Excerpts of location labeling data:
[BEGIN]
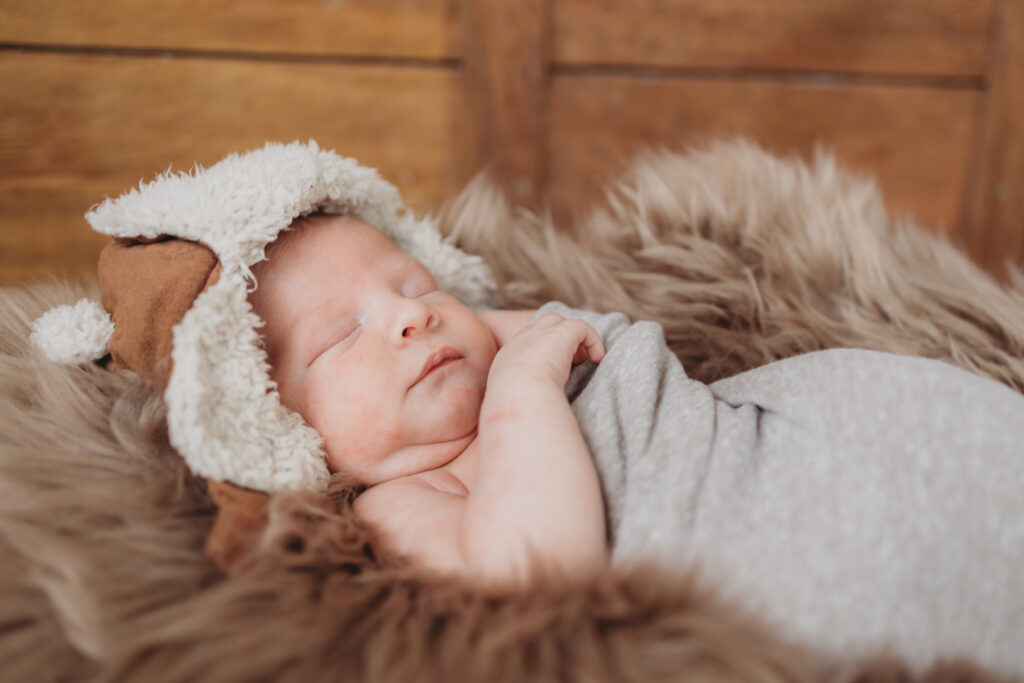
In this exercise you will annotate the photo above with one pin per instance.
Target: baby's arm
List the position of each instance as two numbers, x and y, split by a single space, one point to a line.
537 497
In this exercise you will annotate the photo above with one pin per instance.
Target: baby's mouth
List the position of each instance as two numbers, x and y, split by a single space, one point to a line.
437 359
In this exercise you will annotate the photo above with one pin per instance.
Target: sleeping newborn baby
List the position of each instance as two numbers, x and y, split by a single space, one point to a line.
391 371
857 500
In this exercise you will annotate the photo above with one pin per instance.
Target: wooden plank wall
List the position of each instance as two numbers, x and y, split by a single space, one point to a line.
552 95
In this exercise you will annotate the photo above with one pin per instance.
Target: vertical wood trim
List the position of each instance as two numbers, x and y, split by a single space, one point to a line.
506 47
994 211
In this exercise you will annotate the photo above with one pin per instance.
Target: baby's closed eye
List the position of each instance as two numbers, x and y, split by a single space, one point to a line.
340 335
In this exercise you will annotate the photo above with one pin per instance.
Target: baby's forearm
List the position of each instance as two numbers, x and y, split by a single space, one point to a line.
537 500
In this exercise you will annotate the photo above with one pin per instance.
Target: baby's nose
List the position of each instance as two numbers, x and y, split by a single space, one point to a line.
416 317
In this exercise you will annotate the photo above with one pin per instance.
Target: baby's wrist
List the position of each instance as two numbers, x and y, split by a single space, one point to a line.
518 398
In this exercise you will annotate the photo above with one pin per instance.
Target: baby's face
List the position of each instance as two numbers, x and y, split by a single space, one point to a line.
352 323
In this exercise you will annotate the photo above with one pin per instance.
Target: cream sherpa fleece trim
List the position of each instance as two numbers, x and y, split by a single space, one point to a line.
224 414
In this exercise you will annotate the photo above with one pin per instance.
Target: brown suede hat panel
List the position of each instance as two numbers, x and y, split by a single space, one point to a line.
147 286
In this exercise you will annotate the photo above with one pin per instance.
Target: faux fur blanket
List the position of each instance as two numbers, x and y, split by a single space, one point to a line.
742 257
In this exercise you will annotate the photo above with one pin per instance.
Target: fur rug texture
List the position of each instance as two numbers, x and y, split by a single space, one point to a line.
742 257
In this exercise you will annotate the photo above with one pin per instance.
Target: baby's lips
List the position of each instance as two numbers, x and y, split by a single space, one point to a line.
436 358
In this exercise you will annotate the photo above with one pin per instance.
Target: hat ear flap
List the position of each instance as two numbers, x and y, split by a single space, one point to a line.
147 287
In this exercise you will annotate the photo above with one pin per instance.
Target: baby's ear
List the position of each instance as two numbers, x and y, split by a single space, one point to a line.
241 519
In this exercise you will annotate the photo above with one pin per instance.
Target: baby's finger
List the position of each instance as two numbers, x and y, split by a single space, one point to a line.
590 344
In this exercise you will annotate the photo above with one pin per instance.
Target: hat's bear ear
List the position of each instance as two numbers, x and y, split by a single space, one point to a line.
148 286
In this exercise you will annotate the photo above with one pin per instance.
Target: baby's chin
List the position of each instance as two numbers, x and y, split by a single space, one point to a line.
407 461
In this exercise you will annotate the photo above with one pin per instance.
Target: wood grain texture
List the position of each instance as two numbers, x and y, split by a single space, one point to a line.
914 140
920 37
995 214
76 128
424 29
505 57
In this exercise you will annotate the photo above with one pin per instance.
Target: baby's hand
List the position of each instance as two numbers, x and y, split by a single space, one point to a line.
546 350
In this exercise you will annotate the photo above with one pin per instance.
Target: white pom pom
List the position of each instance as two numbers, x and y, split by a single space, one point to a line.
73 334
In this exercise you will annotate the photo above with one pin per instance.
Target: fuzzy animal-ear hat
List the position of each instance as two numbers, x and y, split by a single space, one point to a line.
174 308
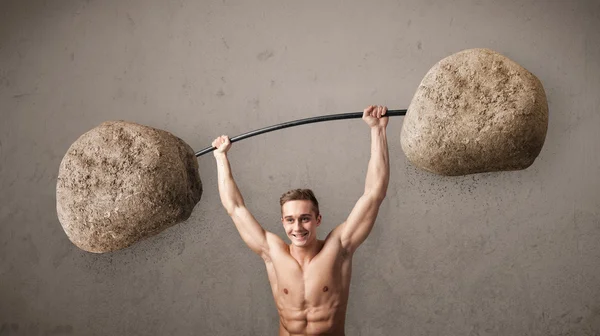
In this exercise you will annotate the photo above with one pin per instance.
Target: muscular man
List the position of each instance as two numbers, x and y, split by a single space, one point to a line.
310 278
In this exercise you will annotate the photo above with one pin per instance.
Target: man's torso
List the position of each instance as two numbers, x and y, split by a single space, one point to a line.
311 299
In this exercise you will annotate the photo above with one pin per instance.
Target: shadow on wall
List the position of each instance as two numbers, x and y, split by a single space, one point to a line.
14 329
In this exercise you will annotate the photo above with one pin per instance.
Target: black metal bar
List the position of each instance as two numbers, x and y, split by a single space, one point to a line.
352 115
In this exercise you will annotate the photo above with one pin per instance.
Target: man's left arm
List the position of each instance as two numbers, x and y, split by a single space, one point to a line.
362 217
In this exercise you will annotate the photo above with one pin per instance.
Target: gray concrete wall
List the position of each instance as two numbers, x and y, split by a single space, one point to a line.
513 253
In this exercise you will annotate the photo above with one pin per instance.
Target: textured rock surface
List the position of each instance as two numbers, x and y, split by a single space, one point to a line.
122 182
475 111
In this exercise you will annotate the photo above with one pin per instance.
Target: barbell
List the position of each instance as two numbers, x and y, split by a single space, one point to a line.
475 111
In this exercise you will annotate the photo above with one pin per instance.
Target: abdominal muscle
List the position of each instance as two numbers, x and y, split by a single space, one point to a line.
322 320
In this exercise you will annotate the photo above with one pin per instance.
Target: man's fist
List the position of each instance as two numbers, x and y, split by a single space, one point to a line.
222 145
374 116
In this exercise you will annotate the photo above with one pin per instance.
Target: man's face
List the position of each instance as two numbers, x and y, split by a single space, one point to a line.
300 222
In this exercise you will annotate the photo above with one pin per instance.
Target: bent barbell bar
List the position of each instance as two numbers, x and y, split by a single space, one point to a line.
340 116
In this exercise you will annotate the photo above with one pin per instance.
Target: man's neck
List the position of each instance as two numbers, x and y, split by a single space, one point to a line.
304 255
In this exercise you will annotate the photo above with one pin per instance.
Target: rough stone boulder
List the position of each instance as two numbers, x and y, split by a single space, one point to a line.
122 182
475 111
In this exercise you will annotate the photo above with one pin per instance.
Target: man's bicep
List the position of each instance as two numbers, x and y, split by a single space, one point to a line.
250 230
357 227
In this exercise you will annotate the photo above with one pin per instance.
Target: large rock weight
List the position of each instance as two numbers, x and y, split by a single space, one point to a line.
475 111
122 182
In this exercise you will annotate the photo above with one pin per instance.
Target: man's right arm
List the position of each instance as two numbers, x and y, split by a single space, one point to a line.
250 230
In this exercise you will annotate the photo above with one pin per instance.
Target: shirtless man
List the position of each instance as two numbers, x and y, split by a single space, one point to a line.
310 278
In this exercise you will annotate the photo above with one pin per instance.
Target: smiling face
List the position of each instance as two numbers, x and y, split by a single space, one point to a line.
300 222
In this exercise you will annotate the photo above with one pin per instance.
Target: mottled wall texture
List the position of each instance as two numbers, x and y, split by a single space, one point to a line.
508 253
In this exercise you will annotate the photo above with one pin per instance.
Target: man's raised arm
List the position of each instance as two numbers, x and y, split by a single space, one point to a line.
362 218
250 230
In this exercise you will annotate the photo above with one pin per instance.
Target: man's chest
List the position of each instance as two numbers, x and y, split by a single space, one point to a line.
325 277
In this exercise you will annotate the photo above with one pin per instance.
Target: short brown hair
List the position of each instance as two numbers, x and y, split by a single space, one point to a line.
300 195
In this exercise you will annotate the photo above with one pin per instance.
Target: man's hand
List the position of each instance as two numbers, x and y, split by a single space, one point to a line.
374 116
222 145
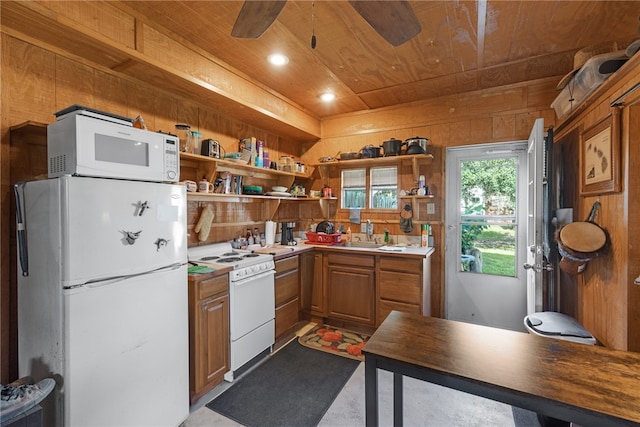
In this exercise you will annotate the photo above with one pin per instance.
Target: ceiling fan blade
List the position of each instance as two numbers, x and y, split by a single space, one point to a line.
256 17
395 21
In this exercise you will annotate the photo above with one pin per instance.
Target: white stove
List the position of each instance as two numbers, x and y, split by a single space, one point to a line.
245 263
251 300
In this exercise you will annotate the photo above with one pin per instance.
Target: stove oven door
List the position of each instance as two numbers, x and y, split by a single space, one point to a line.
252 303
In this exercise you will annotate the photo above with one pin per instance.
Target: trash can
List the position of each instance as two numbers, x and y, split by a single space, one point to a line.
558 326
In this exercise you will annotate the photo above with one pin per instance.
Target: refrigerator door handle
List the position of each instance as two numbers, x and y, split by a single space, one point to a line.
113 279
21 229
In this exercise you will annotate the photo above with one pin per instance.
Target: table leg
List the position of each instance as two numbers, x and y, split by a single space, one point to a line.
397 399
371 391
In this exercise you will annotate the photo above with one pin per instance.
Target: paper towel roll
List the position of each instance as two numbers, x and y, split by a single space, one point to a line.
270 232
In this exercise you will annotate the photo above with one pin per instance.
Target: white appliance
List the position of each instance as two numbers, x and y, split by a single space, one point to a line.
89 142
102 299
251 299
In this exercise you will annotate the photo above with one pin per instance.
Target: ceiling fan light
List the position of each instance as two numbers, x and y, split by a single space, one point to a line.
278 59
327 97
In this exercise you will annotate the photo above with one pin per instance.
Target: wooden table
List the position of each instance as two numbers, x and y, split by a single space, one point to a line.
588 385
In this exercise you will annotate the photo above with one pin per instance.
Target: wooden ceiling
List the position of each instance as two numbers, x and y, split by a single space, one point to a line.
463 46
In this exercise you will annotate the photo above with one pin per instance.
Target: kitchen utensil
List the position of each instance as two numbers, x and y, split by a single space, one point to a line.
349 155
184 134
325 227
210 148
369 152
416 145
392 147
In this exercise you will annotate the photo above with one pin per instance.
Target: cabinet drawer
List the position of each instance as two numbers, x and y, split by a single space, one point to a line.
[END]
▸ OBJECTIVE:
List every line of the items that contains the word "table".

▸ SOLUTION TO THE EXERCISE:
Target: table leg
Target: wooden table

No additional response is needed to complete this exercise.